[Dataset excerpts on object pointing]
::::

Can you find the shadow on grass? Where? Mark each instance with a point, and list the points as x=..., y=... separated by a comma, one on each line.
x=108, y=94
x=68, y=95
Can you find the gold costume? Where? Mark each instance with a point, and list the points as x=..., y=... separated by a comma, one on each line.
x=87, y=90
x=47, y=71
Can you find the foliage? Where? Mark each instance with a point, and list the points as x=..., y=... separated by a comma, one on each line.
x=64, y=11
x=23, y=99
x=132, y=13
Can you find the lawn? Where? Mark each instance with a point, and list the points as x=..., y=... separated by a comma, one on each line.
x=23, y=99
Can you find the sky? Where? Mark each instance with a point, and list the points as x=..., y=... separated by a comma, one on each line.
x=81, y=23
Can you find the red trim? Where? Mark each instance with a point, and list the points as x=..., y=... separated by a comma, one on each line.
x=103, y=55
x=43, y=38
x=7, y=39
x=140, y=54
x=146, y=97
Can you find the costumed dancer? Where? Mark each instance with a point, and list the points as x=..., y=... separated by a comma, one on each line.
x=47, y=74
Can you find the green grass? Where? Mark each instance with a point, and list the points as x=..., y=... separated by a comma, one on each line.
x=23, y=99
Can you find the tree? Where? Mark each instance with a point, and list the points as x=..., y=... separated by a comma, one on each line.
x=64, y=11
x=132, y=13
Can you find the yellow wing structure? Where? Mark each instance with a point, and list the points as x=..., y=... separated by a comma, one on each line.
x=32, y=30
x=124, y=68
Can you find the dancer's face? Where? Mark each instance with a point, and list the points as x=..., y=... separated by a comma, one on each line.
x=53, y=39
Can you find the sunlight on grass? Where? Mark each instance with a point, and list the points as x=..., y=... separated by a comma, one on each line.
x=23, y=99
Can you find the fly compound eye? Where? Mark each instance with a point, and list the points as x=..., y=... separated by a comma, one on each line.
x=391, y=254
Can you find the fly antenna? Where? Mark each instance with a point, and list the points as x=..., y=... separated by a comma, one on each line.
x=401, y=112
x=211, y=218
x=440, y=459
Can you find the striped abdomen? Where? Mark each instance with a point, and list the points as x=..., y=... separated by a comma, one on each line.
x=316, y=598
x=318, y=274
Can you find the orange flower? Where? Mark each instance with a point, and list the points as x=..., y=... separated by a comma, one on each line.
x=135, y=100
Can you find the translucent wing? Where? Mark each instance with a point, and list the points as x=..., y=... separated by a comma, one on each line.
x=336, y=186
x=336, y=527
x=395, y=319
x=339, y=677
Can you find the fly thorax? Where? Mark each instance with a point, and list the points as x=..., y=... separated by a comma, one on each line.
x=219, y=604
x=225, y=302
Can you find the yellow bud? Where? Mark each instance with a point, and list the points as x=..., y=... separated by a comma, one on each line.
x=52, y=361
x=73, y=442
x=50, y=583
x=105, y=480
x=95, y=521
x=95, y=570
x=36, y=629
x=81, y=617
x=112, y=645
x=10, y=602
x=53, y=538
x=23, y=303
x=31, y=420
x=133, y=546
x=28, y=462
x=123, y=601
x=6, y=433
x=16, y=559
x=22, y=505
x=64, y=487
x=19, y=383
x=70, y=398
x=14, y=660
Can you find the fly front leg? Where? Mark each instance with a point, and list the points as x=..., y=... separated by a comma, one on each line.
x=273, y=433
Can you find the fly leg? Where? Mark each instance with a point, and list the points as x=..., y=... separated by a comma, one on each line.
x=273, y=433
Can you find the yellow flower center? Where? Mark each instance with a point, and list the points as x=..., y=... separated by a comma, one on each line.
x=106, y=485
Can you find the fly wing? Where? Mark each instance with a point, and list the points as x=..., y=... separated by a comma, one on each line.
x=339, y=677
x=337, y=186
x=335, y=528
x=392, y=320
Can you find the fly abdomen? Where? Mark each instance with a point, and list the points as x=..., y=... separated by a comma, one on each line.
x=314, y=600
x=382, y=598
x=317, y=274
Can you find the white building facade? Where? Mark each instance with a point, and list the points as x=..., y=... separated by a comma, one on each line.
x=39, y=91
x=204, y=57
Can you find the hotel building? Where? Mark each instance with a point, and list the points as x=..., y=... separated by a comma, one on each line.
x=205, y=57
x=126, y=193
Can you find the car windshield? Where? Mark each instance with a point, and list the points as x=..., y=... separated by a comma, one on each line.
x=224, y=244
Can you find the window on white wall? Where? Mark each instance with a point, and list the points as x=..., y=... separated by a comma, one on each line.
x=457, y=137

::::

WORK TO COMPLETE =
Copy the material above line for line, with every character unchanged.

THE RESULT =
Can you find the shadow on grass? Where? Mark each instance with a point, and list the points as x=..., y=... separated by a comma, one on each line.
x=108, y=94
x=68, y=95
Can you find the gold costume? Where? Mark each instance with a point, and list the points as x=..., y=... separated by a comma, one on each line.
x=87, y=90
x=47, y=71
Can you find the foliage? Where? Mark each instance with a point, and list the points as x=..., y=... separated by a comma, one on each line.
x=64, y=11
x=23, y=99
x=132, y=13
Can you find the lawn? Where? Mark each instance with a point, and list the points as x=..., y=... separated by a comma, one on each line.
x=23, y=99
Can you find the sky? Where? Mark each instance with a point, and list the points as x=..., y=... separated by a comma, one on each line.
x=81, y=23
Can you find the red trim? Where? Mark each instance with a point, and list the points as x=..., y=... separated by a comma, one on each line.
x=103, y=55
x=43, y=38
x=7, y=39
x=140, y=54
x=146, y=97
Can you find the costumed dancer? Where? Mark each instance with a point, and list the points as x=..., y=... separated by a comma, one on each line.
x=47, y=74
Can you find the green grass? Where? Mark each instance with a point, and list the points as x=..., y=... separated by a comma, one on each line.
x=23, y=99
Can you find the tree? Where? Mark each instance with a point, and list the points as x=..., y=... separated by a comma, one on each line.
x=64, y=11
x=132, y=13
Can you find the yellow wing structure? Where? Mark each instance with a point, and list the points as x=..., y=... separated by a comma, one on each line.
x=32, y=30
x=124, y=68
Can you find the dancer's face? Where? Mark each instance with a point, and list the points as x=..., y=... separated by a comma, one on each line.
x=53, y=39
Can you find the sunlight on grass? Where? Mark each instance with a point, and list the points as x=..., y=... separated by a comma, one on each line.
x=23, y=99
Can you find the fly compound eye? Where? Mark each instance with a point, and list the points as x=..., y=... separated by a comma, one on each line.
x=391, y=254
Can you find the fly antenna? Where? Mark each instance with a point, and list the points as x=..., y=... separated by a comma, one on each line.
x=401, y=112
x=211, y=218
x=440, y=459
Can you find the striped abdomen? Where? Mark each instance with a point, and list the points as x=..., y=... separated by a comma, one on each line.
x=316, y=598
x=318, y=274
Can you find the orange flower? Where? Mark each instance with a point, and list the points as x=..., y=... separated by a comma, one on each line.
x=135, y=100
Can you find the translucent wing? Where? Mark each instance with a point, and list the points as x=..., y=... separated by a comma, one on each line.
x=336, y=186
x=336, y=527
x=395, y=319
x=339, y=677
Can you find the fly thorax? Where? Mark each instance with a point, and list the points as x=..., y=... separated by a comma, one on each line.
x=219, y=604
x=225, y=302
Can you find the yellow bud? Where? Mark each instance with a point, and list the points as x=..., y=... separated by a comma, one on each line.
x=52, y=361
x=73, y=442
x=50, y=583
x=105, y=480
x=95, y=521
x=95, y=570
x=36, y=629
x=81, y=617
x=112, y=645
x=10, y=602
x=53, y=538
x=23, y=303
x=31, y=420
x=133, y=546
x=28, y=462
x=123, y=601
x=6, y=433
x=16, y=559
x=22, y=505
x=64, y=487
x=19, y=383
x=70, y=398
x=14, y=660
Can you find the fly front leg? Where? Mark each instance with a point, and list the points as x=..., y=... separated by a comma, one on each line.
x=273, y=433
Can you find the fly leg? Where? Mark each instance with a point, and list the points as x=..., y=... separated by a comma, one on each line.
x=273, y=433
Can you find the yellow flower center? Where? Mark each instance with a point, and list the points as x=..., y=... separated by a comma, one on each line.
x=106, y=485
Can you find the fly wing? Where? Mark each instance with a point, and list the points as x=..., y=... separated by a comma, one on each line.
x=339, y=677
x=337, y=186
x=335, y=528
x=392, y=320
Can you find the fly abdomen? Where? Mark each instance with a point, and list the points as x=..., y=... separated by a comma, one on each line.
x=314, y=600
x=382, y=598
x=317, y=274
Can you find the white building facade? Where? Mark each instance with a point, and list the points as x=..., y=... separated by a comma, one on each line.
x=39, y=91
x=204, y=57
Can you find the hotel building? Where? Mark each instance with a point, and list the points as x=..., y=... separated by a comma, one on each line.
x=205, y=57
x=126, y=193
Can you find the car windshield? Where? Mark each instance with a point, and list the points as x=..., y=... separated by a comma, one on each line.
x=224, y=244
Can you find the window on white wall? Where? Mark each instance with a point, and list the points as x=..., y=... separated by a comma, one on each line.
x=457, y=137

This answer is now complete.